Pull out every line in the records below that contains the string "point", matching case exactly.

─── INPUT DATA

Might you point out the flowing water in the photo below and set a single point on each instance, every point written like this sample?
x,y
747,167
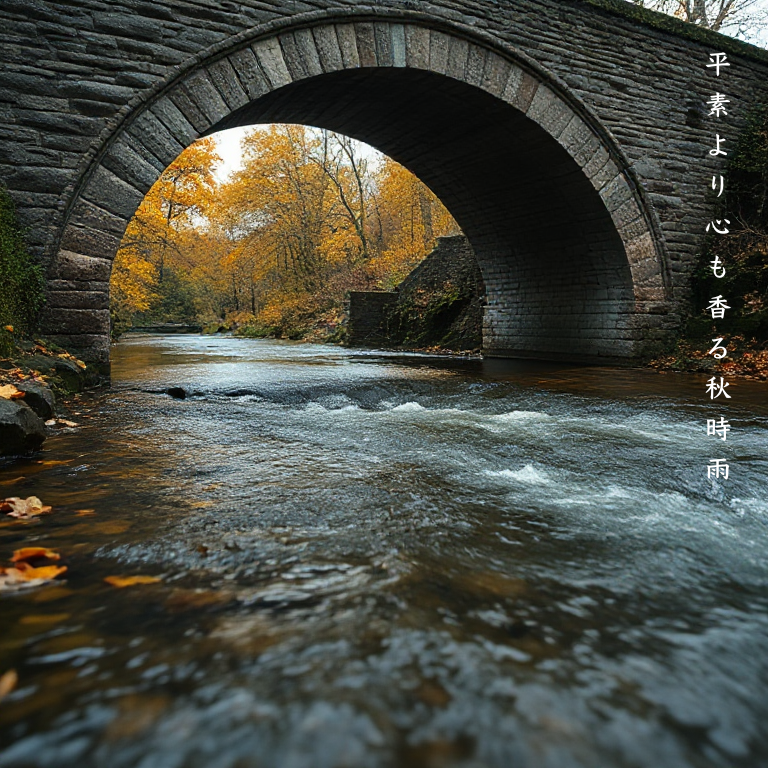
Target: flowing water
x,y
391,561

──────
─── INPUT DATA

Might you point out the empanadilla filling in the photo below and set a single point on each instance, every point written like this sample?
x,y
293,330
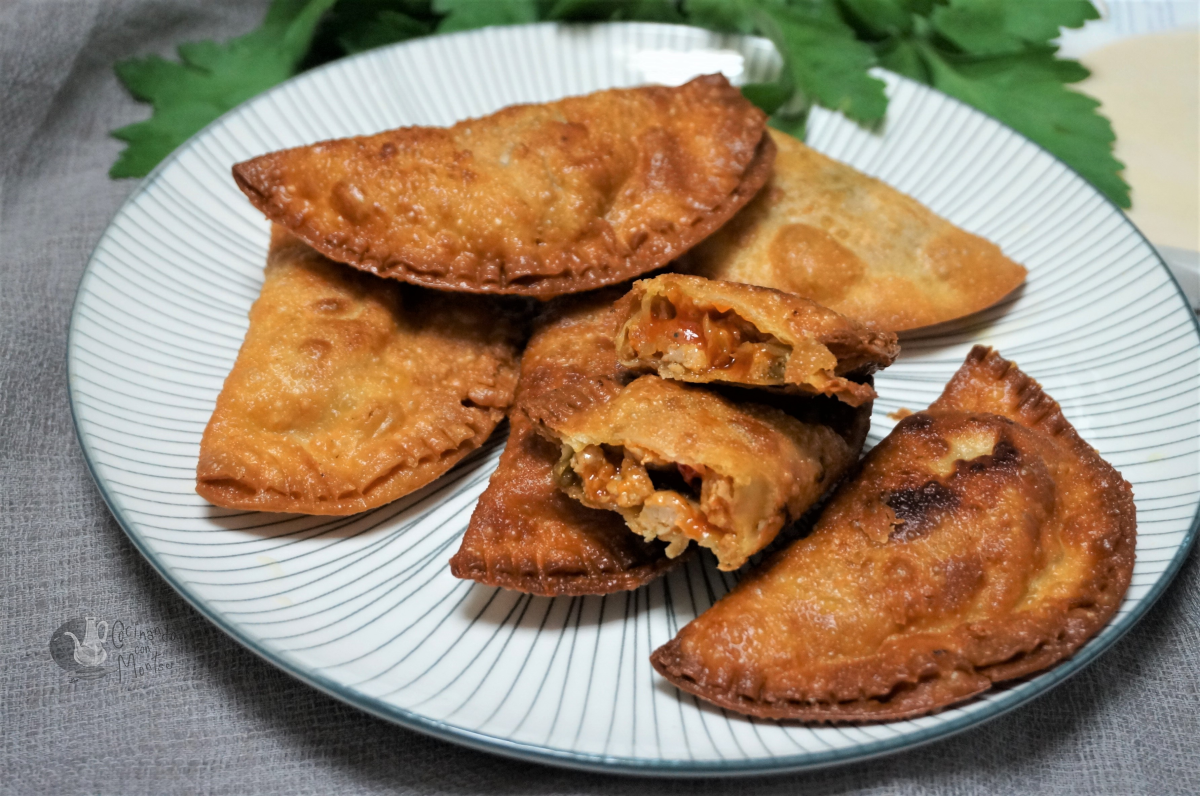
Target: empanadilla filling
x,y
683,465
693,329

──────

- EXERCISE SOLUTION -
Might you point out the flowing water in the photo below and set a single point on each instance, every point written like this sample?
Might you point out the empanadilla filling in the photo below and set a single point on each instance, every point written like this sample?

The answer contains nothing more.